-- Article --
United States

Securities And Exchange Commission

Washington, D.C. 20549

 

 

Form 8-K

 

 

Current Report

Pursuant to Section 13 or 15(d) of the

Securities Exchange Act of 1934

Date of Report (Date of earliest event reported): October 2, 2012

 

 

Dover Motorsports, Inc.

(Exact name of registrant as specified in its charter)

 

 

Commission File Number 1-11929

 

Delaware   51-0357525

(State or other jurisdiction

of incorporation)

 

(IRS Employer

Identification No.)

1131 N. DuPont Highway

Dover, Delaware

  19901
(Address of principal executive offices)   (Zip Code)

Registrant’s telephone number, including area code (302) 883-6500

N/A

(Former name or former address, if changed since last report)

 

 

Check the appropriate box below if the Form 8-K filing is intended to simultaneously satisfy the filing obligation of the registrant under any of the following provisions:

 

¨ Written communications pursuant to Rule 425 under the Securities Act (17 CFR 230.425)

 

¨ Soliciting material pursuant to Rule 14a-12 under the Exchange Act (17 CFR 240.14a-12)

 

¨ Pre-commencement communications pursuant to Rule 14d-2(b) under the Exchange Act (17 CFR 240.14d-2(b))

 

¨ Pre-commencement communications pursuant to Rule 13e-4(c) under the Exchange Act (17 CFR 240.13e-4(c))

 

 

 


Item 1.01 Entry into a Material Definitive Agreement

On October 2, 2012, Dover Motorsports, Inc. and its wholly owned subsidiaries Dover International Speedway, Inc. and Nashville Speedway, USA, Inc., (collectively, the “Borrowers”), modified its secured credit agreement with its bank group. The credit facility was modified to allow the Borrowers to repurchase shares of the registrant’s common stock in the open market and/or pay dividends with respect to the registrant’s common stock for an aggregate consideration of not more than $2,500,000 in any fiscal year.

A copy of the modification letter is attached hereto as Exhibit 10.1.

 

Item 9.01 Financial Statements and Exhibits.

 

(d) Exhibits

 

10.1    Modification Letter to Credit Agreement between Dover Motorsports, Inc., Dover International Speedway, Inc. and Nashville Speedway, USA, Inc. and RBS Citizens, N.A., as agent, dated as of October 2, 2012.

SIGNATURES

Pursuant to the requirements of the Securities Exchange Act of 1934, the registrant has duly caused this report to be signed on its behalf by the undersigned hereunto duly authorized.

 

Dover Motorsports, Inc.

-- Information provided --
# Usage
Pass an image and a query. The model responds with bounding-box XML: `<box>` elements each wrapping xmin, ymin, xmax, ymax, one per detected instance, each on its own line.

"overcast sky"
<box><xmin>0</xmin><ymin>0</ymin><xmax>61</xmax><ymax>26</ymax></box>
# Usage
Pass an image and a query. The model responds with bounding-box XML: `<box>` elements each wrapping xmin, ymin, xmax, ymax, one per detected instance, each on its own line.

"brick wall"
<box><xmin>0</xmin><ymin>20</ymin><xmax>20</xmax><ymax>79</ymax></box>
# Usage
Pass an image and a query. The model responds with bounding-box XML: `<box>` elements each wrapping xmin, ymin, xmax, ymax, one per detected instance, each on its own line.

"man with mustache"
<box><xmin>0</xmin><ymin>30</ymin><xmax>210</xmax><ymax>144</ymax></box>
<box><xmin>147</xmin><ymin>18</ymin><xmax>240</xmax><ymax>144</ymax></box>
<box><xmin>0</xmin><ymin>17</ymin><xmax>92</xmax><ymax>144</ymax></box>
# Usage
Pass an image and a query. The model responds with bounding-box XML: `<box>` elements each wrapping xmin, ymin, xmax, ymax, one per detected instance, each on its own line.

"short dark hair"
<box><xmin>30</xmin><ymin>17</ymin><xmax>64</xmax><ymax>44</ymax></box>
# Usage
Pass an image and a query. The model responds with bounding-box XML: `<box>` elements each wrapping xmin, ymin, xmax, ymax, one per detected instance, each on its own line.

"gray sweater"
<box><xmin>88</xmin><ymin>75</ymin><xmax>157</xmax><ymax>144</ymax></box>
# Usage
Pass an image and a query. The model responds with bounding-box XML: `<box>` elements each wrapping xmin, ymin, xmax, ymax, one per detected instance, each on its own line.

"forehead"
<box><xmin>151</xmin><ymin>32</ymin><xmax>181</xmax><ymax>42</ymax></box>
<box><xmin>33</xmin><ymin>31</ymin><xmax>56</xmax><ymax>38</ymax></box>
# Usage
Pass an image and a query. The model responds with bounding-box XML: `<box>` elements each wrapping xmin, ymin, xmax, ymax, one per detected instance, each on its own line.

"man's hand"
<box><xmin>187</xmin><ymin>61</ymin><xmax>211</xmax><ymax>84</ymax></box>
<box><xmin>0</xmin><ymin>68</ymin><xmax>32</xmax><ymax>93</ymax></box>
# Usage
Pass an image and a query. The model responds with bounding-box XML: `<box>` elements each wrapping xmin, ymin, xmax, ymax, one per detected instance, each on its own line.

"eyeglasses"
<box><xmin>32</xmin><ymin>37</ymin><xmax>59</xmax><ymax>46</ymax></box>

-- Exercise aim --
Rewrite the Form 8-K starting at "1131 N. DuPont" and ending at "since last report)", replacing "DuPont Highway" with "Bay Road".

-- Correct result --
1131 N. Bay Road

Dover, Delaware

  19901
(Address of principal executive offices)   (Zip Code)

Registrant’s telephone number, including area code (302) 883-6500

N/A

(Former name or former address, if changed since last report)